What is required: Give the listing again character for character, but drop the images.

[Location labeling records]
....................
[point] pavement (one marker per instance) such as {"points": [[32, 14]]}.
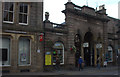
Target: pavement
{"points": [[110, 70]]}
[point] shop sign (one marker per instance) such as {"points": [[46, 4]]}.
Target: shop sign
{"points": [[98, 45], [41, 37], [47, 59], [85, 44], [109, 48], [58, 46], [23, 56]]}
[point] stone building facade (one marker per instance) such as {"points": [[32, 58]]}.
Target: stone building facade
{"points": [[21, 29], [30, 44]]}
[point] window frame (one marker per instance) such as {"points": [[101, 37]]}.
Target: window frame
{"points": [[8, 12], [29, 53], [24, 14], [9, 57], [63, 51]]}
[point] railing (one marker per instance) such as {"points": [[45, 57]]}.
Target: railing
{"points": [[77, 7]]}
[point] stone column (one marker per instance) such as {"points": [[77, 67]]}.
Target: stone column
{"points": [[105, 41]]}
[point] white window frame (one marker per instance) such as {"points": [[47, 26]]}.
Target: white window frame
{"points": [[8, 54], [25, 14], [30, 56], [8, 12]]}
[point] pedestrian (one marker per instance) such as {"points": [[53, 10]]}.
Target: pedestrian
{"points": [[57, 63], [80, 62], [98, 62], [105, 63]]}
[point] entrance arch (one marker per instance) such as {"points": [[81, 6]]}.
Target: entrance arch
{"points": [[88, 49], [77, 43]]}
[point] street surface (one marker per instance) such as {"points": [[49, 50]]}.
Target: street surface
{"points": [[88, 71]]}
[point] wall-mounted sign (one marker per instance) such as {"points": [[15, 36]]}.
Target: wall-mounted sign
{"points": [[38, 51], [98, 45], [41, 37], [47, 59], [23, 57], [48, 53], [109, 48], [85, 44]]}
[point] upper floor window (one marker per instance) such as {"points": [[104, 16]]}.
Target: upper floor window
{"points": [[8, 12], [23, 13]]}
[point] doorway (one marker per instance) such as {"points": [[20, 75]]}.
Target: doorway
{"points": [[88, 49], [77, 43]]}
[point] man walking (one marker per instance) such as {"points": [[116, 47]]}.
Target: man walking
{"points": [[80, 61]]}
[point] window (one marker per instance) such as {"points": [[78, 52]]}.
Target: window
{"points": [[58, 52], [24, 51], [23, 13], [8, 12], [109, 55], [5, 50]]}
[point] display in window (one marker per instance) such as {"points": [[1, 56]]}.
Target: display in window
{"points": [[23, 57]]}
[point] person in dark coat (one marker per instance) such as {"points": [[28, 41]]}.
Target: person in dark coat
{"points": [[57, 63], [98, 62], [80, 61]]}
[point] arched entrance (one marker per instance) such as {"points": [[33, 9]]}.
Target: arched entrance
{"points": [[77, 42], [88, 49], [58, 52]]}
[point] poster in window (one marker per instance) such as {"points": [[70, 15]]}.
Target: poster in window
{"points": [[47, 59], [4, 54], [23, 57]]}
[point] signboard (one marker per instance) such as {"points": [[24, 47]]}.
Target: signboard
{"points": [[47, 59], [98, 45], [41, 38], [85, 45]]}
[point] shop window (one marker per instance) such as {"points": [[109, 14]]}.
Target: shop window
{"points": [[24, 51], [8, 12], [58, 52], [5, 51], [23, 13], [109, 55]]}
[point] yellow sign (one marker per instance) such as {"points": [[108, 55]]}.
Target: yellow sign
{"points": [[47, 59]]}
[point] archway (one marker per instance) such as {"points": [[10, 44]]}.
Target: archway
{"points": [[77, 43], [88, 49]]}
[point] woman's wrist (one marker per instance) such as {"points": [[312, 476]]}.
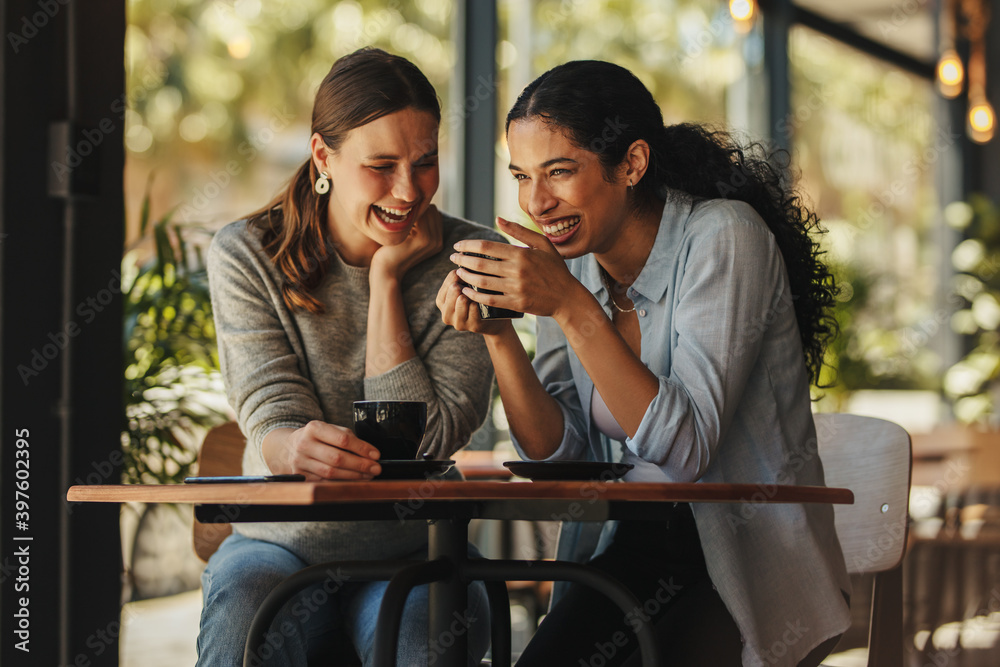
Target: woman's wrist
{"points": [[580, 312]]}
....................
Answer to this task:
[point] pavement (one marker per instance) such as {"points": [[32, 14]]}.
Target: pavement
{"points": [[110, 70]]}
[point] shop sign (one marker per instance) such as {"points": [[46, 4]]}.
Target: shop sign
{"points": [[98, 45], [41, 37], [47, 59], [85, 44], [109, 48], [58, 46], [23, 56]]}
[point] stone building facade (one marker per instance) such as {"points": [[32, 58]]}.
Target: stone building facade
{"points": [[21, 29], [30, 44]]}
[point] window frame (one marker per instance) such as {"points": [[101, 37]]}.
Target: window frame
{"points": [[8, 12], [29, 53], [24, 14], [9, 57], [63, 51]]}
[point] railing (one marker per instance) such as {"points": [[45, 57]]}.
Target: railing
{"points": [[77, 7]]}
[point] stone column (one marker per instance) such as {"points": [[77, 67]]}.
Target: stone column
{"points": [[105, 41]]}
[point] white window frame (one marker per instance) such as {"points": [[47, 26]]}.
Target: white window frame
{"points": [[8, 54], [25, 14], [30, 56], [8, 12]]}
[point] pedestrian (one marker per instance) such as {"points": [[53, 10]]}.
Target: pedestrian
{"points": [[57, 63], [80, 62], [98, 62], [105, 63]]}
[point] entrance arch (one marker per instance) such as {"points": [[81, 6]]}.
Target: entrance arch
{"points": [[88, 49], [77, 43]]}
[point] street surface (one marker per instance) such as {"points": [[49, 50]]}.
Target: street surface
{"points": [[88, 71]]}
[point] wall-mounted sign (one marker per instance) such as {"points": [[15, 36]]}.
Target: wall-mounted sign
{"points": [[38, 51], [98, 45], [41, 37], [47, 59], [23, 57], [48, 53], [109, 48], [85, 44]]}
[point] upper floor window (one marker per instance) such as {"points": [[104, 16]]}.
Target: upper floor window
{"points": [[8, 12], [23, 13]]}
[point] doorway (one marker per instance) such as {"points": [[20, 75]]}.
Target: doorway
{"points": [[88, 49], [77, 43]]}
[point] man walking (one marker per instance) such as {"points": [[116, 47]]}.
Target: man walking
{"points": [[80, 61]]}
[point] window (one marker per instance) such as {"points": [[78, 52]]}.
Target: window
{"points": [[58, 52], [24, 51], [23, 13], [8, 12], [109, 55], [5, 50]]}
[point] display in window (one marker per instance) such as {"points": [[1, 56]]}.
Target: display in window
{"points": [[23, 57]]}
[point] person in dark coat (one marker per instance) such as {"points": [[28, 41]]}.
Target: person in dark coat
{"points": [[57, 63], [98, 62], [80, 61]]}
[point] arched entrance (one marker per instance) such as {"points": [[33, 9]]}.
Target: arched entrance
{"points": [[77, 42], [88, 49], [58, 52]]}
[point] poster in window (one marker per instance) such as {"points": [[70, 15]]}.
Target: poster in window
{"points": [[47, 59], [4, 54], [23, 57]]}
[point] signboard (one marker per instance) such as {"points": [[24, 47]]}.
Target: signboard
{"points": [[47, 59], [98, 45], [41, 38], [85, 45]]}
[point] shop window (one marker per instance) such as {"points": [[109, 14]]}.
Target: shop window
{"points": [[24, 51], [8, 12], [58, 52], [5, 51], [23, 13], [109, 55]]}
[point] yellow sign (one marker per instance) such as {"points": [[108, 55]]}.
Target: yellow sign
{"points": [[47, 59]]}
[point] archway (one marker per instance) such as {"points": [[10, 44]]}.
Target: archway
{"points": [[77, 43], [88, 49]]}
[point] woman's wrist (one marker per instance) such as {"points": [[312, 476]]}.
Target: woman's wrist
{"points": [[580, 312]]}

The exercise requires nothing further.